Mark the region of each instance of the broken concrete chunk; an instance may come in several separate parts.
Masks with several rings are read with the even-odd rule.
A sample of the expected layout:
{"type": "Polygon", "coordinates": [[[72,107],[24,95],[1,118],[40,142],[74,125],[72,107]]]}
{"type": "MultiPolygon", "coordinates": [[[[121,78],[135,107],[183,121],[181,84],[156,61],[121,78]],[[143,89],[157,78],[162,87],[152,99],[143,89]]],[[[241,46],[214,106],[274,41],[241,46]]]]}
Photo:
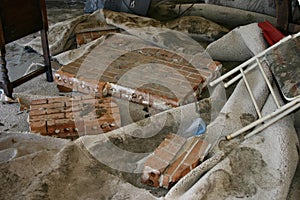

Aim of the exercise :: What is needed is an exact copy of the entries, without any images.

Your solution ::
Mark the region of each instance of the broken concrete chunk; an instance may come in several separate parts.
Masks with several rings are read with the even-odd rule.
A sample of the expected layout:
{"type": "Polygon", "coordinates": [[[72,107],[24,95],[1,118],[40,142],[74,125],[72,107]]]}
{"type": "MultiPolygon", "coordinates": [[[[121,78],[135,107],[183,121],[181,84],[156,61],[121,78]],[[143,89],[157,78],[162,87],[152,99],[143,89]]],[[[241,46],[214,106],[274,41],[241,46]]]]}
Photo:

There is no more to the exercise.